[Opening Records supplied section]

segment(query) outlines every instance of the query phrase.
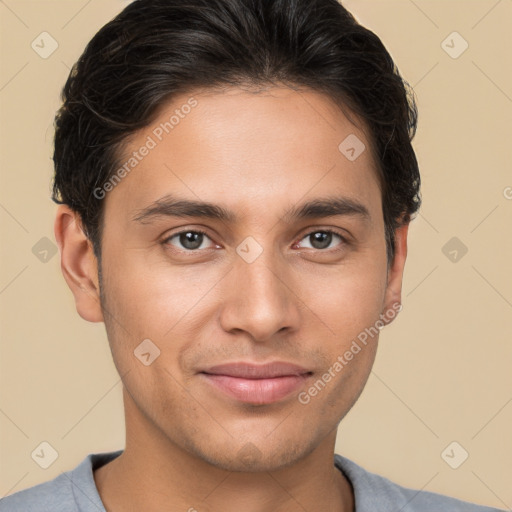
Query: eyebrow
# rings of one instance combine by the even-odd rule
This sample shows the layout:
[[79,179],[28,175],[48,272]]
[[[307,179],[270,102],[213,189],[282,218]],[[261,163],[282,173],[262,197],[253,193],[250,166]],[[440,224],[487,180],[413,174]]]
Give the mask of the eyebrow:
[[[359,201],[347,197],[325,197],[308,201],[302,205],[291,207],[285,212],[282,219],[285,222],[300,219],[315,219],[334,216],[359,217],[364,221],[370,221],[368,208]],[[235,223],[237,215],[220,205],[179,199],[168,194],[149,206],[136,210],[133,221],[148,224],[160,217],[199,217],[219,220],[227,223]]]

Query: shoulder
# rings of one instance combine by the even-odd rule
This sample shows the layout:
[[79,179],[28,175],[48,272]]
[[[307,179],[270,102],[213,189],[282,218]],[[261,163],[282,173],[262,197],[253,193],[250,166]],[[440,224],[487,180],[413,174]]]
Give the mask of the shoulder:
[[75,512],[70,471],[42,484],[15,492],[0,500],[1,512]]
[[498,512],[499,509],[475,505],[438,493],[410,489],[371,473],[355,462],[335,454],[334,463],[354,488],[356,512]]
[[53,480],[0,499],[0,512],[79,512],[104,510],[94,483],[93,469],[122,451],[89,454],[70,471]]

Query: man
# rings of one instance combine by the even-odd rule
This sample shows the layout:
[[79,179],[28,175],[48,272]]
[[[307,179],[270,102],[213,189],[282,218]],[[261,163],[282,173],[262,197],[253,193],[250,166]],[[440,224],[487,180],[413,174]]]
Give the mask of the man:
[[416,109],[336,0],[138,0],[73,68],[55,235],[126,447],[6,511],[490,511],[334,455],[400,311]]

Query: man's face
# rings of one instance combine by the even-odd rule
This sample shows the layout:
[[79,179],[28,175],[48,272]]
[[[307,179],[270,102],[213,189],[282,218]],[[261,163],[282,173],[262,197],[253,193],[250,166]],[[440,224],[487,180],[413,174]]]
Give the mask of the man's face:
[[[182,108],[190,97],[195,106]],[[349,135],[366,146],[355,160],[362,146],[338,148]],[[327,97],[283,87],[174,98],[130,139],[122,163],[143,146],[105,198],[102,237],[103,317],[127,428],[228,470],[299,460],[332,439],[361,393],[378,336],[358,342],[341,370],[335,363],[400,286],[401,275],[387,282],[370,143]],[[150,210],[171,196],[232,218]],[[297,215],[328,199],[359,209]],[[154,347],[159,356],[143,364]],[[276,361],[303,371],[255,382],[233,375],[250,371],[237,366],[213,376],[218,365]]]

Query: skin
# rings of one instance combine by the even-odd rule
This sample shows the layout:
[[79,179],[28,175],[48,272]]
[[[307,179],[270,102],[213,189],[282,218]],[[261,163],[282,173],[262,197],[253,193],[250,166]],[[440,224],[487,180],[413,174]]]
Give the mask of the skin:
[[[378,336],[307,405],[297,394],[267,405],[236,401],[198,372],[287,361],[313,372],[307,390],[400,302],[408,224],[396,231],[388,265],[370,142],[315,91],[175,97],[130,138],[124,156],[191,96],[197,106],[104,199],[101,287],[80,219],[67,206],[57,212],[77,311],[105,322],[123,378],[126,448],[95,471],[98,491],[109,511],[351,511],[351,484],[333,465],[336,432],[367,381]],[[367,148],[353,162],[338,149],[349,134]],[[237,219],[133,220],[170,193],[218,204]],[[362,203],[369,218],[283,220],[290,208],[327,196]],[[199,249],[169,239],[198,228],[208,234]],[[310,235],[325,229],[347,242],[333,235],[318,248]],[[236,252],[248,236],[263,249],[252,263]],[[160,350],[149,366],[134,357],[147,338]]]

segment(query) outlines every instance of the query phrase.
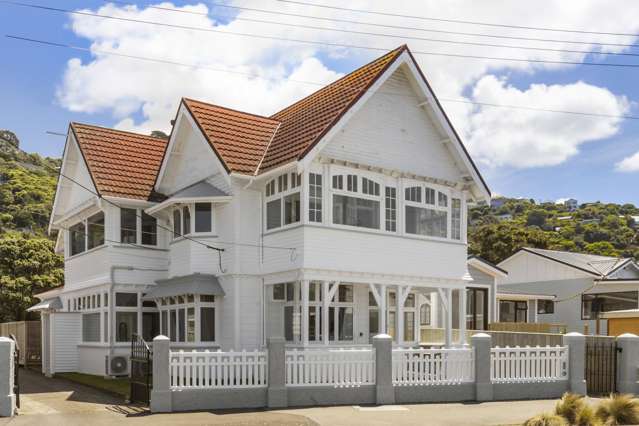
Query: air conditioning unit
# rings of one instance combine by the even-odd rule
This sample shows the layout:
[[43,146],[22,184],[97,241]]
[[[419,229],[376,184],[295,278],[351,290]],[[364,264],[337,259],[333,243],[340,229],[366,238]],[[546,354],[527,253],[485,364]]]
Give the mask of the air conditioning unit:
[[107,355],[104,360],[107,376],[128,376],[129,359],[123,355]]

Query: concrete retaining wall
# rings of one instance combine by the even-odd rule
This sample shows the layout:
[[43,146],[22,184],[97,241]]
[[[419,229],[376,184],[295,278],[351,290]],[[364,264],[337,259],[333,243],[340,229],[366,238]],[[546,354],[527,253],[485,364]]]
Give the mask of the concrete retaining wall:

[Closing Records supplied section]

Could you give the listing again exactly as it stands, minus any pictures?

segment(query) outlines every instance of the query phrase.
Query: eyebrow
# rings of one instance combine by the even-odd rule
This sample shows the layout:
[[79,179],[28,175],[48,272]]
[[[307,179],[270,102],[213,189],[282,218]],[[261,163],[282,173],[262,197],[253,193],[250,166]],[[440,224],[487,180],[413,174]]]
Give the mask of the eyebrow:
[[[359,201],[347,197],[325,197],[308,201],[302,205],[291,207],[285,212],[282,219],[285,222],[300,219],[315,219],[334,216],[359,217],[364,221],[370,221],[368,208]],[[235,223],[237,215],[220,205],[179,199],[168,194],[149,206],[136,210],[133,221],[148,224],[160,217],[199,217],[219,220],[227,223]]]

Query: shoulder
# rings of one instance combine by the even-odd rule
This sample shows the layout:
[[79,179],[28,175],[48,272]]
[[[307,179],[270,102],[213,189],[282,218]],[[261,163],[282,173],[262,197],[253,193],[250,166]],[[440,224],[487,180],[413,174]]]
Give the mask of the shoulder:
[[75,512],[70,471],[42,484],[15,492],[0,500],[1,512]]
[[498,512],[499,509],[475,505],[438,493],[410,489],[371,473],[355,462],[335,454],[334,463],[354,488],[356,512]]
[[53,480],[0,499],[0,512],[79,512],[104,510],[94,483],[93,469],[122,451],[89,454],[70,471]]

Query: man
# rings of one instance combine by the even-odd rule
This sample shows the layout:
[[79,179],[28,175],[48,272]]
[[[307,179],[270,102],[213,189],[282,218]],[[261,163],[282,173],[262,197],[253,193],[250,166]],[[440,224],[487,180],[413,174]]]
Give the mask of the man:
[[416,109],[336,0],[138,0],[73,68],[55,235],[126,447],[6,511],[490,511],[334,455],[400,311]]

Query: man's face
# rings of one instance combine by the even-odd rule
This sample shows the layout:
[[79,179],[28,175],[48,272]]
[[[307,179],[270,102],[213,189],[282,218]],[[261,163],[282,173],[262,197],[253,193],[250,166]],[[440,224],[487,180],[413,174]]]
Give the mask of the man's face:
[[[182,108],[190,97],[195,106]],[[349,135],[366,146],[355,160],[362,146],[338,148]],[[327,97],[283,87],[174,98],[130,139],[122,163],[143,146],[105,198],[102,237],[103,317],[127,428],[228,470],[299,460],[332,439],[361,393],[378,336],[358,342],[341,370],[335,363],[400,286],[401,275],[387,282],[370,143]],[[150,210],[171,196],[232,218]],[[297,215],[328,199],[359,209]],[[154,347],[159,356],[143,364]],[[276,361],[303,371],[255,382],[233,375],[250,371],[237,366],[213,376],[218,365]]]

Query: skin
# rings of one instance combine by the even-odd rule
This sample shows the layout:
[[79,179],[28,175],[48,272]]
[[[307,179],[270,102],[213,189],[282,218]],[[261,163],[282,173],[262,197],[253,193],[250,166]],[[440,224],[487,180],[413,174]]]
Give the mask of the skin:
[[[378,336],[307,405],[297,394],[267,405],[236,401],[198,372],[287,361],[313,372],[307,390],[400,302],[408,224],[396,231],[388,265],[370,142],[315,91],[175,97],[130,138],[124,156],[191,96],[197,106],[104,199],[101,287],[80,219],[67,206],[57,212],[77,311],[105,322],[123,378],[126,448],[95,471],[98,491],[109,511],[351,511],[351,484],[333,465],[336,432],[367,381]],[[367,148],[353,162],[338,149],[349,134]],[[237,219],[133,220],[170,193],[218,204]],[[362,203],[369,218],[283,220],[290,208],[327,196]],[[199,249],[169,239],[198,228],[208,234]],[[310,235],[325,229],[347,242],[333,235],[318,248]],[[236,252],[248,236],[263,249],[252,263]],[[160,350],[149,366],[134,357],[147,338]]]

segment(query) outlines every instance of the query phrase.
Query: air conditioning unit
# rings of one instance combine by the even-odd rule
This sample shows the layout:
[[43,146],[22,184],[97,241]]
[[[419,229],[376,184],[295,278],[351,290]],[[364,264],[337,259],[333,243],[340,229],[366,238]],[[546,354],[527,253],[485,364]]]
Give the mask of the air conditioning unit:
[[107,355],[104,360],[107,376],[128,376],[129,359],[123,355]]

Query: concrete retaining wall
# rings of one instance combine by the even-odd rule
This sample shows the layout:
[[43,146],[22,184],[97,241]]
[[[419,229],[376,184],[295,278],[351,290]],[[364,264],[337,259],[333,243],[340,229],[366,238]],[[546,354],[527,253],[485,364]]]
Give the mask of the concrete retaining wall:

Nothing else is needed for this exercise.